── Stored data
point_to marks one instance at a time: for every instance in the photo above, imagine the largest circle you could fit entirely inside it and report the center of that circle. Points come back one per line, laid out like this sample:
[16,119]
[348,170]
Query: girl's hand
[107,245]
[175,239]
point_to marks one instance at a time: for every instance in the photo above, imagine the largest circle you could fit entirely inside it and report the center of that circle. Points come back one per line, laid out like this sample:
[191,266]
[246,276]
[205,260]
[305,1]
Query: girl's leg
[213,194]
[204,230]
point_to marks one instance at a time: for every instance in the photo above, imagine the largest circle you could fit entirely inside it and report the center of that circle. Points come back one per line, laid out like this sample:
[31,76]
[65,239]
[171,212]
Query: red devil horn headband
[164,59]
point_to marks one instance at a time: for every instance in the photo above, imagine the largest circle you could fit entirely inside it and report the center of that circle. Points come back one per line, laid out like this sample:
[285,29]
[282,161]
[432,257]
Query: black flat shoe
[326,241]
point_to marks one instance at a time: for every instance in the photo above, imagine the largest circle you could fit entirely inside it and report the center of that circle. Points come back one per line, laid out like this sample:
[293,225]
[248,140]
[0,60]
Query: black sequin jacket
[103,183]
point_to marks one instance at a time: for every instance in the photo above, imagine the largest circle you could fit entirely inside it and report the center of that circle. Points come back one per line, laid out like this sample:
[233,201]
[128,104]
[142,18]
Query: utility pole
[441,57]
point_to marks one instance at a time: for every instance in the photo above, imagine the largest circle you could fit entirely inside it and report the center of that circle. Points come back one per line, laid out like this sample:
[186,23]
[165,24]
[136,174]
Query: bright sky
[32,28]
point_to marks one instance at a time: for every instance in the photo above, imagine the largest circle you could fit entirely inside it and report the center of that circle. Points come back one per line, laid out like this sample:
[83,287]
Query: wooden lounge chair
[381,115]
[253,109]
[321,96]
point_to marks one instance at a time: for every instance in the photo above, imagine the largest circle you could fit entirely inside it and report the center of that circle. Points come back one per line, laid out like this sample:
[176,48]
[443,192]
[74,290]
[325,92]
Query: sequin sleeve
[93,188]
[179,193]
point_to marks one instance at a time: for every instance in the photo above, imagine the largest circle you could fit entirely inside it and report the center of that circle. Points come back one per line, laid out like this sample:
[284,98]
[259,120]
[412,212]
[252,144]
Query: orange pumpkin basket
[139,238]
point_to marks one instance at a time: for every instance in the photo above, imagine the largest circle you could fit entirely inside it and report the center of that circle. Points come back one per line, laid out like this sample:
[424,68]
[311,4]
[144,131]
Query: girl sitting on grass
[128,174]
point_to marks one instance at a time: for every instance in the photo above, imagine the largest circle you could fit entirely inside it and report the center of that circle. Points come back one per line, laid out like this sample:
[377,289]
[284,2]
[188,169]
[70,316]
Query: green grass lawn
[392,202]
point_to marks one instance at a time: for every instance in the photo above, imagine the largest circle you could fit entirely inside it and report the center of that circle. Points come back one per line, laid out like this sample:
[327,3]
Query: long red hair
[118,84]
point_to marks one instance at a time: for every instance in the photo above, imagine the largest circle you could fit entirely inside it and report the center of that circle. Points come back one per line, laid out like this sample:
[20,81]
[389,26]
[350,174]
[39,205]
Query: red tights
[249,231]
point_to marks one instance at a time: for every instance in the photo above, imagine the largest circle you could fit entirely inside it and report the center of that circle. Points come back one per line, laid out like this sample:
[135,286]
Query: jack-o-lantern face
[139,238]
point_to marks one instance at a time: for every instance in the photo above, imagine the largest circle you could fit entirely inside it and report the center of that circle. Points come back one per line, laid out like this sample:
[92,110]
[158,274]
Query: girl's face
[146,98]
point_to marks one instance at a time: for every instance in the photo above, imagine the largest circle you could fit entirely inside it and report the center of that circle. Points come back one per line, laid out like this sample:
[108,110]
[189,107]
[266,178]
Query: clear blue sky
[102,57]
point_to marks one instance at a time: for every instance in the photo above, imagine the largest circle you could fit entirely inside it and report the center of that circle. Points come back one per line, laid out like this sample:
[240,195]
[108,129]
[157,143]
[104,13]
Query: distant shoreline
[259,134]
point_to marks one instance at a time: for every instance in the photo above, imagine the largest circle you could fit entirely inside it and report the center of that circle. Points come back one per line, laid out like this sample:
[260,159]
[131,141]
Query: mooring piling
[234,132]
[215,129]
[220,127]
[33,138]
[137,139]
────
*Task statement*
Transcribe the data. Leave every line exactly as it is.

*The reply*
point_to marks one instance at a time: for every instance in the photo above, imagine the largest circle you could fit entirely inside it and report the center of that circle. Points come back one per line, laid out like this sample:
[16,119]
[348,170]
Query: girl's hand
[107,245]
[175,239]
point_to marks one instance at a time: for every instance in the photo above, imagine the largest circle you could fit entirely inside it and report the center of that circle. Points come back one per line, laid out like this sample:
[191,266]
[246,276]
[205,260]
[305,1]
Query: girl's leg
[213,194]
[204,230]
point_to marks one instance at a time: for every instance in the photo above, imagine the largest circle you could fit entirely inside it and report the center of that circle. Points come back one per line, laid out like this sample:
[31,76]
[65,239]
[171,212]
Query: red devil horn headband
[164,59]
point_to marks one instance at a time: for every instance in the photo above, imagine the largest circle you could fit entirely inside it and report the center of that circle. Points come back one per line, laid out like this sample:
[285,29]
[282,161]
[432,257]
Query: black flat shoe
[326,241]
point_to marks one instance at a time: for every instance in the photo above, imagine the largest circle you could fit entirely inside it and report the center of that circle. Points come back one per line, laid out like this sample:
[293,225]
[248,140]
[0,60]
Query: black sequin jacket
[103,183]
point_to marks one instance at a time: for every instance in the photo above, imagine the largest circle you could fit entirely inside it and report the center of that circle. Points come back one per line, laid out like this sample:
[233,201]
[128,104]
[142,18]
Query: utility pole
[441,57]
point_to marks one instance at a time: for every instance in the photo above, imagine the largest circle you could fit entirely inside it and report the center of that circle. Points come back one per line, laid out like this sample:
[186,23]
[165,24]
[136,174]
Query: bright sky
[32,28]
point_to marks one instance at a time: for every instance in the photo above, imagine the largest circle you could fit entirely inside it and report the center of that circle. Points come back one per line, laid out like this sample:
[83,287]
Query: wooden lounge chair
[381,115]
[253,109]
[321,96]
point_to marks one instance at a time: for every instance in the photo above, imagine the largest circle you could fit entirely inside it and report the center of that circle. Points come back one per line, laid out like this sample:
[176,48]
[443,192]
[74,290]
[325,92]
Query: sequin sleeve
[93,188]
[179,193]
point_to marks one instance at a time: for every instance in the photo above, imagine the largest circle you could fit entirely inside it and report the center of that circle. Points come back one per line, laid out like this sample:
[284,98]
[259,120]
[412,212]
[252,144]
Query: orange pumpkin basket
[139,238]
point_to marks one instance at a time: for every instance in the photo above, imagine the largest circle you could fit entirely inside it and report the center of that circle. Points come back one per line, laid out like this sample:
[424,68]
[311,4]
[144,131]
Query: girl sitting on grass
[128,174]
point_to marks one instance at a time: for every instance in the photo above, imagine the largest circle you could fit entirely inside it and report the center of that circle. Points come back one per line, laid out like this sample:
[377,289]
[284,2]
[188,169]
[70,316]
Query: green grass lawn
[392,202]
point_to marks one instance at a time: for every instance in the photo above, imagine the largest circle you could fit entirely inside it and report the center of that circle. Points come back one per line, laid out like this sample:
[327,3]
Query: long red hair
[118,84]
point_to marks one instance at a time: for every instance in the photo above, imagine the largest circle you could fit entirely inside it and report the center of that circle. Points come back one per line, laid out like this sample:
[20,81]
[389,26]
[350,174]
[39,205]
Query: red tights
[249,231]
point_to marks one instance at a time: for every instance in the photo above, imagine the largest circle you could fit entirely inside it and report the center of that circle. Points come back one per line, laid out like this sample:
[135,286]
Query: jack-o-lantern face
[139,238]
point_to marks one instance at a time: for every instance in the photo above, imagine the largest circle you could fit entirely inside it and report the center of that circle. Points come back one per line, laid out like this sample:
[92,110]
[158,274]
Query: girl's face
[146,98]
point_to marks one instance at a time: for every instance in the photo above, imagine the largest circle you could fit entirely inside it and report the center of that circle. Points come back one per line, laid out like this sample:
[108,110]
[189,107]
[266,178]
Query: clear blue sky
[102,57]
point_to marks one instance at a time: for every instance in the photo above, imagine the largest circle you could fit entirely inside it and report the center of that circle. Points come back one per line, laid out like this sample:
[240,195]
[108,129]
[157,143]
[104,13]
Query: distant shoreline
[259,134]
point_to marks one instance at a time: for every instance in the photo above, imagine the largest circle you could fit entirely inside it and report the center of that circle. Points come back one per line, laid out like this sample:
[260,159]
[131,141]
Query: mooring piling
[234,132]
[215,129]
[220,127]
[33,138]
[137,139]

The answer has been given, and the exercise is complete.